_Given data:_
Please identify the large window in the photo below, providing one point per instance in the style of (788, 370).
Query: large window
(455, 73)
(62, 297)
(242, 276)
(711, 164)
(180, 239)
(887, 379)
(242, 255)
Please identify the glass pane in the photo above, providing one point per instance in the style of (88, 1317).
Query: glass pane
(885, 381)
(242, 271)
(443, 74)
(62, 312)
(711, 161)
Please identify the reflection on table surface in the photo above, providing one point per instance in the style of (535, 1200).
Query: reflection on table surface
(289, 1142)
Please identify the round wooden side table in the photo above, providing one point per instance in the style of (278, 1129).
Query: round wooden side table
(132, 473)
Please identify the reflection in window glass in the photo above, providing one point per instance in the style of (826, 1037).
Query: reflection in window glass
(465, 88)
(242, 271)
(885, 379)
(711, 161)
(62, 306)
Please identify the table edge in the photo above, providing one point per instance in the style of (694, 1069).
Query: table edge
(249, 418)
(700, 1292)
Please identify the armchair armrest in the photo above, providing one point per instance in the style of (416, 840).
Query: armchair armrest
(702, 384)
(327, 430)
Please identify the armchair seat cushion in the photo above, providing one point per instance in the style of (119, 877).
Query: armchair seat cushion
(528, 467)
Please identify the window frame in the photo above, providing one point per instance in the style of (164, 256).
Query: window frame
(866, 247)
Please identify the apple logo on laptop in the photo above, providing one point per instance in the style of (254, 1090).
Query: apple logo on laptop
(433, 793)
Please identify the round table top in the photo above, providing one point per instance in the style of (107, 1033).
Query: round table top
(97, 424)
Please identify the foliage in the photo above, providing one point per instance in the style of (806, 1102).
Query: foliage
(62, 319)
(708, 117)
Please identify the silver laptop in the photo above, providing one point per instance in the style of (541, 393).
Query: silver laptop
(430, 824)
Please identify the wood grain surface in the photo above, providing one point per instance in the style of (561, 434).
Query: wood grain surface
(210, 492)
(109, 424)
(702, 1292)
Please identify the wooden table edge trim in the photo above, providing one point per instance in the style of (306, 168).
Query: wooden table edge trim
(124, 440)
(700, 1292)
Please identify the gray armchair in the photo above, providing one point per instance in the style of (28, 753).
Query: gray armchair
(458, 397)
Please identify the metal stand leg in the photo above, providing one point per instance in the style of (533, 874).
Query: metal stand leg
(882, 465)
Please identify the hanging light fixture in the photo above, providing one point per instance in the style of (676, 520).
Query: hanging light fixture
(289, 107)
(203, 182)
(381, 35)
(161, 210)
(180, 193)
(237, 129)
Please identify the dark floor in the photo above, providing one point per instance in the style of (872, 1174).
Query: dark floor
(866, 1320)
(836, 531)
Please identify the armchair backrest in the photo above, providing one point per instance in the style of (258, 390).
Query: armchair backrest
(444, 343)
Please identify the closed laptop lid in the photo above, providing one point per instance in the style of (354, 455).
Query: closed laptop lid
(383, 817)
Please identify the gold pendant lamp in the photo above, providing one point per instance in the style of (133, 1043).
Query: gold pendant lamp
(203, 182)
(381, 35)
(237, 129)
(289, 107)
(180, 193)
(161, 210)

_Directions:_ Rewrite all of the lines above, putting "sofa" wherever "armchair" appears and leaving everything else as it is.

_Reply:_
Please identify the large window in the photo below, providing one point per instance in the style of (788, 370).
Query: large window
(455, 73)
(62, 297)
(242, 276)
(711, 164)
(180, 239)
(887, 379)
(242, 255)
Please identify the glass pane in the photo above, providing one point per instance in the style of (88, 1317).
Query: glass pane
(885, 381)
(242, 271)
(443, 74)
(62, 312)
(711, 161)
Please identify the reflection on table surface in the photo above, providing one point per instance in the style of (535, 1200).
Query: reflection on table surface
(289, 1142)
Please identify the round wooden side table in the photo above, providing one point per instance in the style of (278, 1129).
Query: round wooden side table
(132, 473)
Please identify the reflection in window glass in the photo above, providing one point per instance in the style of (826, 1037).
Query: reflection in window glass
(465, 88)
(242, 271)
(885, 379)
(711, 161)
(62, 306)
Please identify the table edge in the photo above, providing one point per instance in the style of (694, 1069).
Query: table edge
(249, 418)
(700, 1292)
Please identify the sofa armrest in the photo above, providing one point per instance in the style of (416, 840).
Query: sofa armrest
(702, 384)
(327, 430)
Please identify the sofa seat cushion in the photo above, providing one point per instance in the style of (119, 877).
Query: sofa seat cushion
(528, 467)
Please identify the window frame in the photo above, providing one point per instance in the style of (164, 256).
Query: window frame
(866, 247)
Please identify the apple logo on laptop in the photo above, providing one point per instance in the style of (254, 1090).
Query: apple logo on laptop
(433, 793)
Please identify the round table top in the photo above, providing one point per instance in the style of (107, 1033).
Query: round table top
(97, 424)
Please identify the foliage in the photo above, providing one point per instance in the style of (806, 1102).
Query: foliage
(62, 319)
(708, 117)
Please identify the silver laptop in the photo above, providing one point per instance in the style of (541, 393).
Query: silver laptop
(430, 824)
Please identify the wood grain surface in the photo above, providing one point per instance in the style of (561, 434).
Query: wood grain surface
(210, 492)
(109, 424)
(702, 1292)
Please identify the wooden table edge trim in the photo above, providing one point per instance in the style of (306, 168).
Query: wooden table edge trim
(124, 440)
(700, 1292)
Please identify the gray sofa in the photo above, providing one point per instance in the style of (28, 753).
Query: gray sofa
(458, 397)
Please identify the metal stand leg in the photo above, providing one point per instance in the style of (533, 874).
Query: metal stand leg
(882, 465)
Please identify the hanging light fixture in the photo above, providing one point per instance in the style of (676, 520).
Query: hanging light fixture
(289, 107)
(203, 182)
(381, 35)
(161, 210)
(180, 193)
(237, 129)
Please identify the dark floor in the photo above, providing one point per instance in the style of (872, 1174).
Query: dark floor
(866, 1320)
(836, 531)
Please identify the sofa backrest in the photo above, providing one point per instance in the style of (258, 390).
Query: sofa backrest
(444, 343)
Please identify the closed laptop lid in the photo above, providing one point per instance in the style of (354, 455).
Query: closed laptop lid
(383, 817)
Please identify the gold pendant lamp in the photo above, providing one point per instance in the style of (133, 1043).
Query: gold pendant lamp
(203, 182)
(381, 35)
(237, 129)
(289, 107)
(180, 193)
(161, 210)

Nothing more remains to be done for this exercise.